▶ **提供項目**

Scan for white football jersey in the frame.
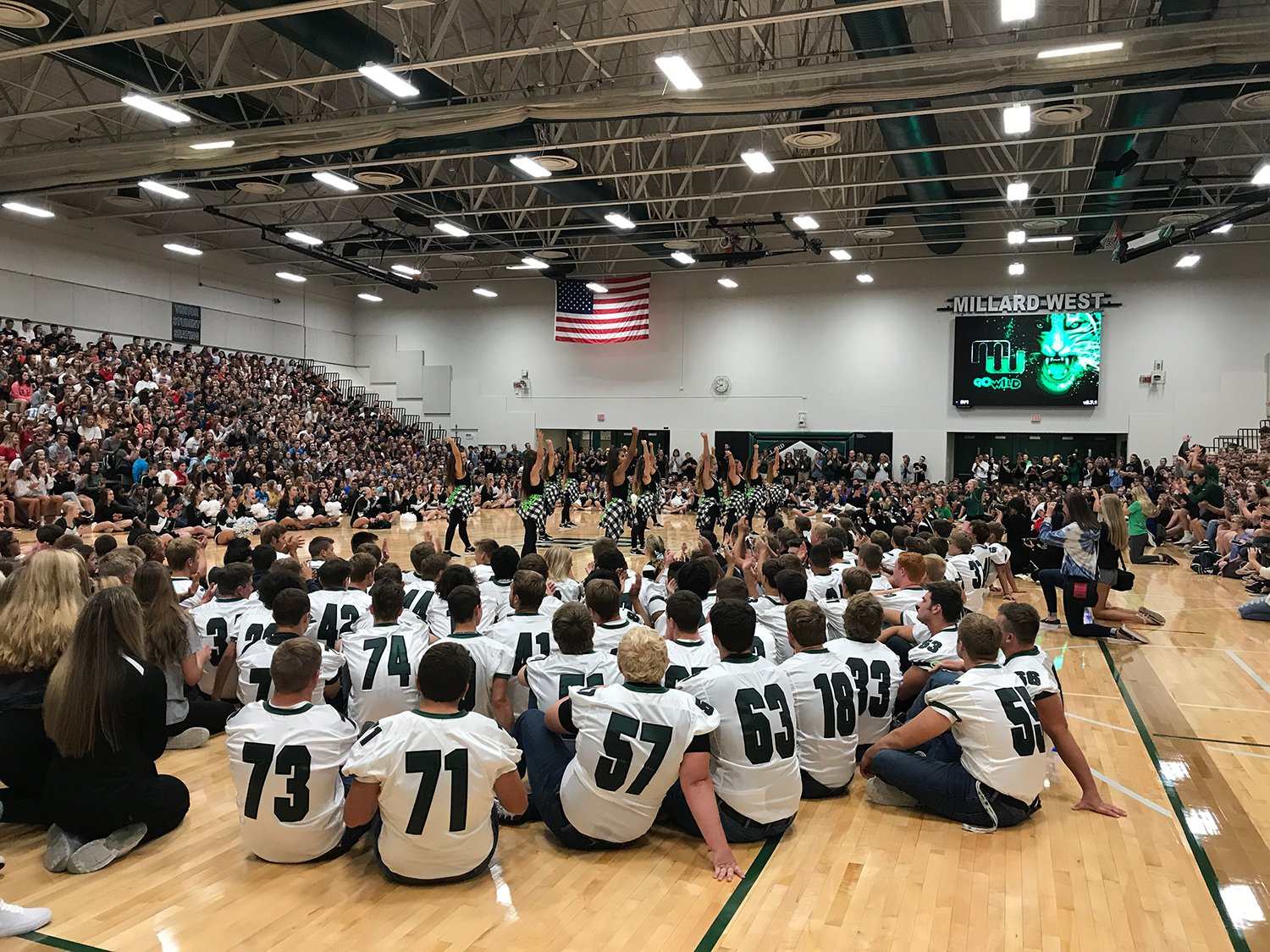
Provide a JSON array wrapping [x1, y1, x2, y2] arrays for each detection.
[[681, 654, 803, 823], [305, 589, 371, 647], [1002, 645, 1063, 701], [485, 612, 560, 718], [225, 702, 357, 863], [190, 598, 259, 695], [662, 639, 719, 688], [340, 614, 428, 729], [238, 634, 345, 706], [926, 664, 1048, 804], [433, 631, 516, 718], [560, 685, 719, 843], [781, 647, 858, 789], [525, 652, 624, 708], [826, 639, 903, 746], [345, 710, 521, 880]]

---

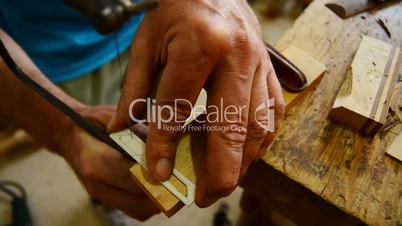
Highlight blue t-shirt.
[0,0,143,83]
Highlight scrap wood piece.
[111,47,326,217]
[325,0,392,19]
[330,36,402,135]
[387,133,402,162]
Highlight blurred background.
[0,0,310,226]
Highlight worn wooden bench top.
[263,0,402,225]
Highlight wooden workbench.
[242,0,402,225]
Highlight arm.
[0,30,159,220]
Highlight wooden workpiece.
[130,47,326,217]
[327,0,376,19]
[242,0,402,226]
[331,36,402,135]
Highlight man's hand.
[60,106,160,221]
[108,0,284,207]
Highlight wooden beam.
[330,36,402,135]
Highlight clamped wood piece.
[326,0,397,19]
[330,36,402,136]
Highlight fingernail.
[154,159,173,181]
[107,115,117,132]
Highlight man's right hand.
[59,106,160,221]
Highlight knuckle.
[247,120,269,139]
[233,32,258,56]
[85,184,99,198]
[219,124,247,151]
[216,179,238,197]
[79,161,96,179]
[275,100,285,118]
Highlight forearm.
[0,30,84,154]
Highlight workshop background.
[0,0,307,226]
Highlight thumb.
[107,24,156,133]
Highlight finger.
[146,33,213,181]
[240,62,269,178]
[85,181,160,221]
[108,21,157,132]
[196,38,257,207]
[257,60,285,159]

---

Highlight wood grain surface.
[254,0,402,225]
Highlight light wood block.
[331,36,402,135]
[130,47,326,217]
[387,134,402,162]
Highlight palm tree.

▶ **課題**
上記の項目のうち、「Highlight scrap wood piece.」を含む行から「[257,60,285,159]」を含む行までを、両端の行も含めて一字一句変えずに書き写してください。

▶ **本課題の解答**
Highlight scrap wood piece.
[111,47,326,217]
[325,0,392,19]
[330,36,402,135]
[387,133,402,162]
Highlight blurred background.
[0,0,310,226]
Highlight worn wooden bench top.
[263,0,402,225]
Highlight wooden workbench.
[242,0,402,225]
Highlight arm.
[0,30,159,220]
Highlight wooden workpiece.
[130,47,326,217]
[327,0,376,19]
[242,0,402,226]
[331,36,402,135]
Highlight man's hand.
[60,106,160,221]
[108,0,284,207]
Highlight wooden beam.
[330,36,402,135]
Highlight clamped wood piece.
[326,0,397,19]
[330,36,402,136]
Highlight fingernail.
[154,159,173,181]
[107,115,117,132]
Highlight man's right hand.
[59,106,160,221]
Highlight knuckle.
[247,120,269,139]
[233,32,258,56]
[85,184,99,198]
[219,124,247,151]
[216,179,238,197]
[79,161,96,179]
[275,100,285,118]
Highlight forearm.
[0,30,84,154]
Highlight workshop background.
[0,0,307,226]
Highlight thumb.
[107,24,156,133]
Highlight finger.
[146,33,213,181]
[240,62,269,178]
[85,181,160,221]
[108,21,157,132]
[196,38,257,207]
[257,60,285,159]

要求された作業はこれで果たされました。